● **Exercise**
From the line that holds "Can you see the green suspension" to the last line of the data, copy everything exactly; leave out all the rest.

Image location labeling entries
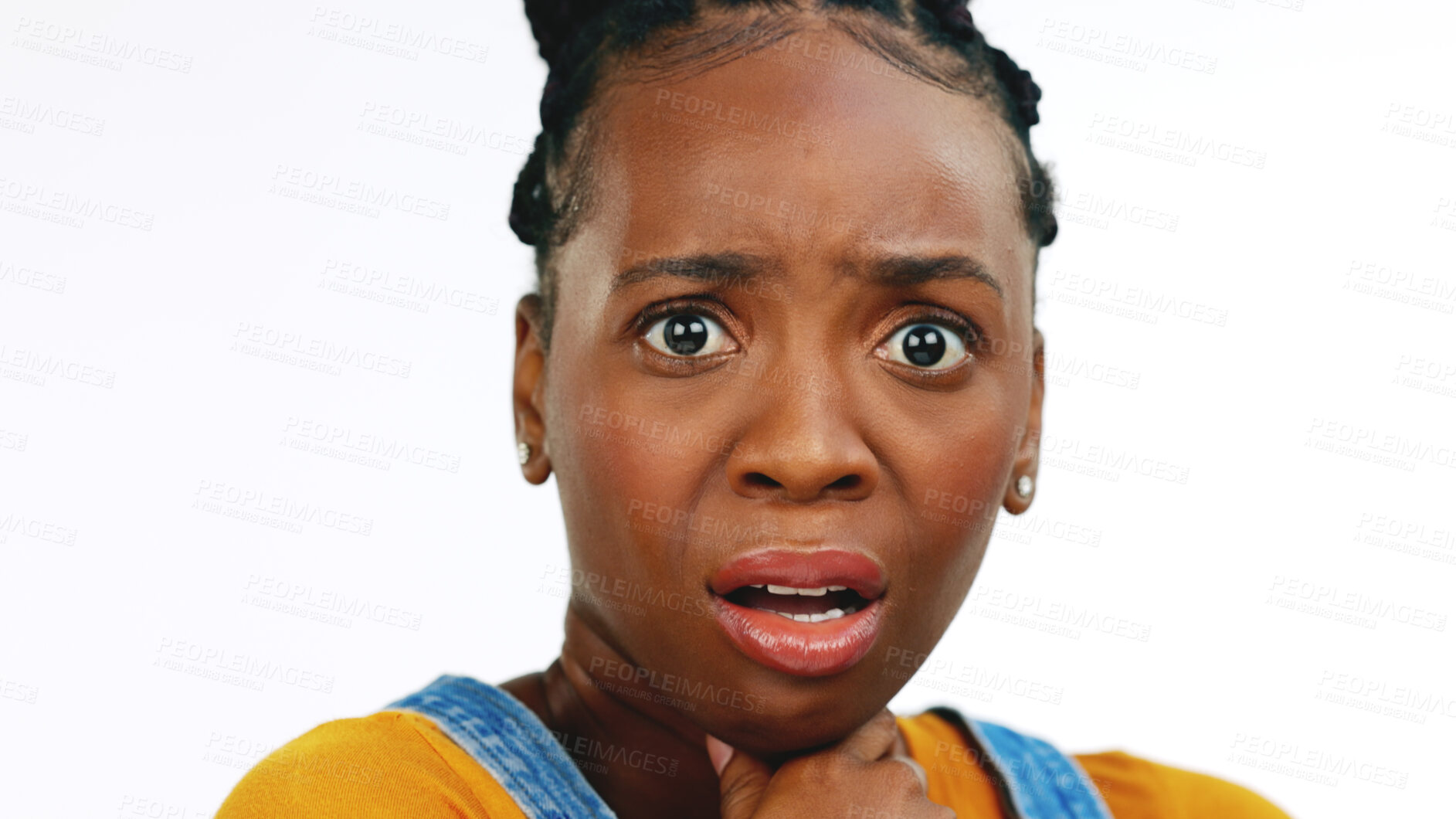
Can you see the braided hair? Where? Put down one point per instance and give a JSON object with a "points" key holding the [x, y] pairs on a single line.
{"points": [[577, 38]]}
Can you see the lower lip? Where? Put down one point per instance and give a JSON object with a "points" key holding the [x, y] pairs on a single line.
{"points": [[803, 649]]}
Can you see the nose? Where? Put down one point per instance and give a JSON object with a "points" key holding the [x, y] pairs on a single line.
{"points": [[803, 445]]}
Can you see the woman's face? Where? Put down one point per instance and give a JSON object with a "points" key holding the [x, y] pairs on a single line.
{"points": [[758, 373]]}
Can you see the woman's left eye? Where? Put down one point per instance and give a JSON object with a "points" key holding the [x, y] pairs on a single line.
{"points": [[928, 345], [687, 335]]}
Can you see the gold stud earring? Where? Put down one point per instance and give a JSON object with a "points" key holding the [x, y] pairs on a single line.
{"points": [[1024, 486]]}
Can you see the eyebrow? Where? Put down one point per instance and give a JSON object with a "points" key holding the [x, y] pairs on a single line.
{"points": [[890, 270]]}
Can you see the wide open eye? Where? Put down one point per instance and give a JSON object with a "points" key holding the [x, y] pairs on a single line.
{"points": [[929, 345], [686, 335]]}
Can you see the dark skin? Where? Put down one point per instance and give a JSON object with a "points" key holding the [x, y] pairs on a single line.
{"points": [[799, 423]]}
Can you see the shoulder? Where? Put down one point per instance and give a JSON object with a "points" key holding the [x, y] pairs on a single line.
{"points": [[1135, 789], [1130, 786], [386, 764]]}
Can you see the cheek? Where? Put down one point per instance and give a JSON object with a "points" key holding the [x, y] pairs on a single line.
{"points": [[619, 465], [959, 491]]}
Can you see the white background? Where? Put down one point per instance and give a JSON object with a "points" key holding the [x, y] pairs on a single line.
{"points": [[1295, 328]]}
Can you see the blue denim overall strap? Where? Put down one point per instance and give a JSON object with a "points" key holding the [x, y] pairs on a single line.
{"points": [[1036, 780], [510, 742]]}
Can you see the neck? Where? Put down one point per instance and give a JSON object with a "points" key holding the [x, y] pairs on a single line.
{"points": [[641, 756]]}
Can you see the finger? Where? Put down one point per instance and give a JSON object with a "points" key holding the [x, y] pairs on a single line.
{"points": [[874, 739], [742, 779]]}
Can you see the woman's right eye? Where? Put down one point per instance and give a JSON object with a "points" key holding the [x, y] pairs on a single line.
{"points": [[686, 335]]}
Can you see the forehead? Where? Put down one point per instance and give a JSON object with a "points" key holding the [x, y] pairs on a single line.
{"points": [[811, 151]]}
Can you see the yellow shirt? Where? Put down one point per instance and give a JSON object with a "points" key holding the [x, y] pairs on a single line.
{"points": [[401, 764]]}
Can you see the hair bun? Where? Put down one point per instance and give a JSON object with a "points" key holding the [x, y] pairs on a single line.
{"points": [[554, 22]]}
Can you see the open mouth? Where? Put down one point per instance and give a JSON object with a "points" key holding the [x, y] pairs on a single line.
{"points": [[801, 613], [804, 605]]}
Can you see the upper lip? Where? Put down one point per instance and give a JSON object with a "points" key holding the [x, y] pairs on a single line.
{"points": [[809, 569]]}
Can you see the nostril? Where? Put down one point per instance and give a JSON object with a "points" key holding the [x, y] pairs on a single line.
{"points": [[760, 480]]}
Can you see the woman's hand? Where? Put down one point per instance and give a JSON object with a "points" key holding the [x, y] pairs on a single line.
{"points": [[868, 774]]}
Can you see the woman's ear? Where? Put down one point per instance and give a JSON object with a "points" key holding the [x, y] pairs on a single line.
{"points": [[1021, 487], [529, 385]]}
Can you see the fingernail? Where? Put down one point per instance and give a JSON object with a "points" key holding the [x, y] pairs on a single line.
{"points": [[720, 753]]}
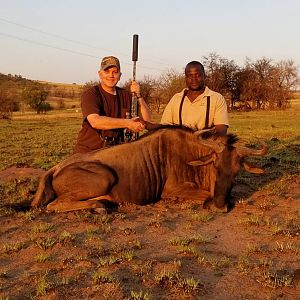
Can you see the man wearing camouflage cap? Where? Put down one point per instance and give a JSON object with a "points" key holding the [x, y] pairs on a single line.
{"points": [[104, 109]]}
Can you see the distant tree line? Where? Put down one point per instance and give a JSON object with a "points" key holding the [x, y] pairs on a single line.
{"points": [[18, 94], [260, 84]]}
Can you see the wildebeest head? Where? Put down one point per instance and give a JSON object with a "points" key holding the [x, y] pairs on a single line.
{"points": [[225, 163]]}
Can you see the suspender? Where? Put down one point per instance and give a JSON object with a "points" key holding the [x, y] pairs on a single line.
{"points": [[207, 112], [207, 109], [180, 107]]}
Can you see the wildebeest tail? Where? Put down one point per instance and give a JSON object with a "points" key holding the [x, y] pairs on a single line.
{"points": [[45, 192]]}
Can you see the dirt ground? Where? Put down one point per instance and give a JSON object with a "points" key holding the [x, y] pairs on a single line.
{"points": [[169, 250]]}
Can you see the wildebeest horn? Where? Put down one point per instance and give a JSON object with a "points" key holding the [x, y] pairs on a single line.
{"points": [[245, 151], [199, 162], [200, 132]]}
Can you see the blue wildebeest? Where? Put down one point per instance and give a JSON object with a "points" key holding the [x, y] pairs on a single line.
{"points": [[170, 161]]}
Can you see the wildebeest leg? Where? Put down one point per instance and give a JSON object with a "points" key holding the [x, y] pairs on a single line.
{"points": [[65, 203], [189, 191], [82, 185]]}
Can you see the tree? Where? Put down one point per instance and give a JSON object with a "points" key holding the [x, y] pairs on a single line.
{"points": [[35, 96], [222, 76], [9, 99]]}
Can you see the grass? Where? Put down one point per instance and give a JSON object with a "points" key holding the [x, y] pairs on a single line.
{"points": [[100, 276], [42, 141], [12, 247]]}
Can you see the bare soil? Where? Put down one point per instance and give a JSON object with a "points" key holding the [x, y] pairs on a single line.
{"points": [[173, 249]]}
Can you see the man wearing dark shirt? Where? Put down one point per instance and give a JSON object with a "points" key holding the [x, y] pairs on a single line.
{"points": [[105, 107]]}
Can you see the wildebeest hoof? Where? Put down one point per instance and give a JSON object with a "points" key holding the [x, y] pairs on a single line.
{"points": [[99, 210]]}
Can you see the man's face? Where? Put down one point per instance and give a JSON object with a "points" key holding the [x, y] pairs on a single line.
{"points": [[195, 78], [110, 76]]}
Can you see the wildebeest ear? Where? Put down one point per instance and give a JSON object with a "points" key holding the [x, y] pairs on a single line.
{"points": [[252, 169], [199, 162], [214, 145]]}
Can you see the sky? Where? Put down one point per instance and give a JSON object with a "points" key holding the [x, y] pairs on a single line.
{"points": [[64, 40]]}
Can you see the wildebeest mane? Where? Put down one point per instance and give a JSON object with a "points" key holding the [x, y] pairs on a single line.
{"points": [[167, 126]]}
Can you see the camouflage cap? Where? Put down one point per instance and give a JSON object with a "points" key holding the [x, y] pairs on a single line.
{"points": [[109, 61]]}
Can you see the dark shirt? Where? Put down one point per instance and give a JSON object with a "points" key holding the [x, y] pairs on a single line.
{"points": [[97, 101]]}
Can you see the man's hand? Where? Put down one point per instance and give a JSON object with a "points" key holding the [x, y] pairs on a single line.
{"points": [[136, 124], [135, 88]]}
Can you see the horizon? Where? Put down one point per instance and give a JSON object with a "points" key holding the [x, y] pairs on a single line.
{"points": [[70, 49]]}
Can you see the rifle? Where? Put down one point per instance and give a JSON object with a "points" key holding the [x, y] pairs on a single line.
{"points": [[134, 101]]}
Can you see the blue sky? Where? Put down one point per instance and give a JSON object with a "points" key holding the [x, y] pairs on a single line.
{"points": [[64, 40]]}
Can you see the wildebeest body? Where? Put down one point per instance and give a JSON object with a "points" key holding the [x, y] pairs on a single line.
{"points": [[140, 172]]}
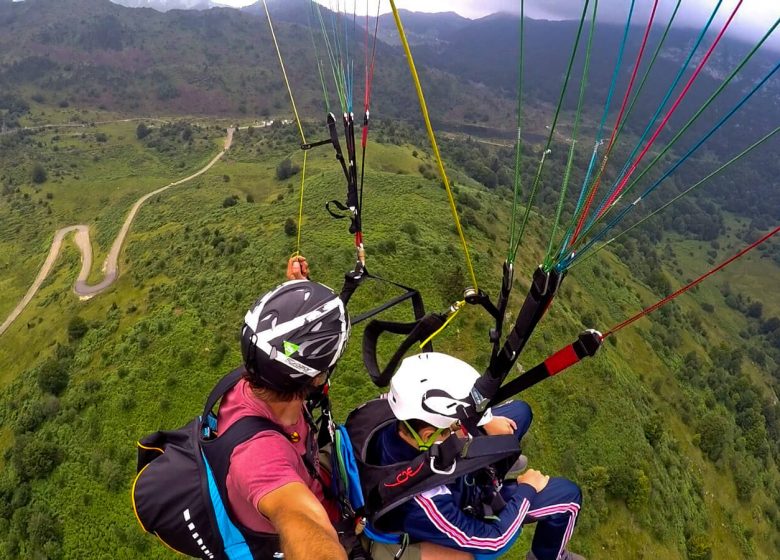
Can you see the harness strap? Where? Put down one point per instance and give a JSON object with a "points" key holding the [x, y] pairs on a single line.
{"points": [[415, 332], [222, 387], [585, 346], [543, 289]]}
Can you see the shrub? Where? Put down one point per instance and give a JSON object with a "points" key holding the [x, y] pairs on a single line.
{"points": [[142, 131], [77, 328], [36, 458], [286, 169], [53, 377]]}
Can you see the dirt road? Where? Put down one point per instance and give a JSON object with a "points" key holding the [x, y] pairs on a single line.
{"points": [[110, 266]]}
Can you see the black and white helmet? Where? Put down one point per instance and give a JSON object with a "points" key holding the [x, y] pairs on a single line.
{"points": [[292, 334], [431, 387]]}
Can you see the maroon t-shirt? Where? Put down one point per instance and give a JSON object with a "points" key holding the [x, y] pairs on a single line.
{"points": [[264, 463]]}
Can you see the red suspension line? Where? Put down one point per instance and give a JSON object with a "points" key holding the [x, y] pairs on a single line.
{"points": [[687, 287], [611, 143], [679, 99]]}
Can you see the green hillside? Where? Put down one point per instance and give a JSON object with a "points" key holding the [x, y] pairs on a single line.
{"points": [[672, 430], [660, 428]]}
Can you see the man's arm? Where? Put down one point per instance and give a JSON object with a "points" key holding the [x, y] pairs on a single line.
{"points": [[302, 523]]}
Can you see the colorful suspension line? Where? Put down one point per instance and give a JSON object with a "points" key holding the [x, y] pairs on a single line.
{"points": [[586, 345], [625, 211], [584, 193], [690, 285], [369, 79], [547, 151], [688, 124], [621, 185], [611, 144], [518, 138], [548, 259], [647, 75], [317, 56], [297, 121], [718, 171], [334, 56], [432, 138], [585, 209], [663, 103]]}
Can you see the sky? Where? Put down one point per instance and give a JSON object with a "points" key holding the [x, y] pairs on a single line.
{"points": [[753, 19]]}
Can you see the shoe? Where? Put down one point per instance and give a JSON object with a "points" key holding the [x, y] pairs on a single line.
{"points": [[567, 555]]}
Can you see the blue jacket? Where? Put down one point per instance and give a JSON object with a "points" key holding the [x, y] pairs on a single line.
{"points": [[436, 516]]}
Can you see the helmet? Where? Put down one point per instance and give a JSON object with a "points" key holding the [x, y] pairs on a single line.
{"points": [[431, 387], [292, 334]]}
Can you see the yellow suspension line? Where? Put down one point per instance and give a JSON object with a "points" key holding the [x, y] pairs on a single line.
{"points": [[297, 121], [432, 137]]}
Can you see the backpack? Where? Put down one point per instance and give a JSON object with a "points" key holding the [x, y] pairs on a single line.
{"points": [[180, 493], [376, 490]]}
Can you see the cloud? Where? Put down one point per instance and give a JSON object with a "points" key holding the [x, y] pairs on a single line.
{"points": [[753, 19]]}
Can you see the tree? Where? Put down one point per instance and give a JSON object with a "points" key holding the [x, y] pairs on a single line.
{"points": [[36, 458], [53, 377], [39, 174], [77, 328], [714, 433], [286, 169]]}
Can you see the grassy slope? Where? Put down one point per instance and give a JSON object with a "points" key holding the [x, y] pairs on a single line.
{"points": [[147, 363], [90, 182]]}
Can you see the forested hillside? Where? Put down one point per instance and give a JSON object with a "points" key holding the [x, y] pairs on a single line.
{"points": [[672, 429]]}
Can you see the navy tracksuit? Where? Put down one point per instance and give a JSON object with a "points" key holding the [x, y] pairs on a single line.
{"points": [[436, 515]]}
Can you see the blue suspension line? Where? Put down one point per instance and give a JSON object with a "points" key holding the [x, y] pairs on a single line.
{"points": [[599, 133], [652, 120], [566, 263]]}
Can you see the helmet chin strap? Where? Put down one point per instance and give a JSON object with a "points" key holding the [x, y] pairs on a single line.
{"points": [[423, 445]]}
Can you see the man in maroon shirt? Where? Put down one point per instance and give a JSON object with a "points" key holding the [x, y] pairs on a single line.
{"points": [[291, 339]]}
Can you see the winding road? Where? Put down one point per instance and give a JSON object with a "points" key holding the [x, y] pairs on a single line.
{"points": [[110, 267]]}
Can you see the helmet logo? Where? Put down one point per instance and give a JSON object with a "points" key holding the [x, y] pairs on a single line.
{"points": [[440, 402], [290, 348]]}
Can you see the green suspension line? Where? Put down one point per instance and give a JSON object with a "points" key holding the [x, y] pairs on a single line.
{"points": [[549, 257], [649, 69], [319, 61], [687, 191], [334, 65], [547, 150], [578, 213], [688, 124]]}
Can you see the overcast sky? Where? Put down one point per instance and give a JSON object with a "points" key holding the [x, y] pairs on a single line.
{"points": [[754, 18]]}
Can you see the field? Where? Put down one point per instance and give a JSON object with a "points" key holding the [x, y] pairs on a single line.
{"points": [[627, 425]]}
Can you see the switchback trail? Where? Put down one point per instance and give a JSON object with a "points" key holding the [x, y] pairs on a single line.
{"points": [[110, 267]]}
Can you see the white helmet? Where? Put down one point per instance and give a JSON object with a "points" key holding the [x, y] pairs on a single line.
{"points": [[431, 387]]}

● **Reply to the exercise**
Can you see the green suspension line? Where? Put down one point per instance and give a JSON object with a "points" key holding the [x, y] pairs on a single line.
{"points": [[549, 257], [649, 69], [319, 61], [687, 191], [334, 65], [547, 150], [578, 213], [688, 124]]}
Can you see the overcast sky? Where? Put down one point per instance and give a JSON object with a "points" key holding the [x, y] pairs on a single line.
{"points": [[754, 18]]}
Can you see the field? Where? Put down one point per instance and give a JSON object with a "points" key holding the [x, y] pairs on a single line.
{"points": [[627, 425]]}
Can you see the switchback trail? Where? Put down one point per instance and give a JSON object with a "points" key holding the [x, y] pairs on a single line.
{"points": [[110, 267]]}
Can you see the white helmet? Where? Put down one point per instance and give a JSON object with a "points" key holding the [x, y] pairs on a single line.
{"points": [[431, 387]]}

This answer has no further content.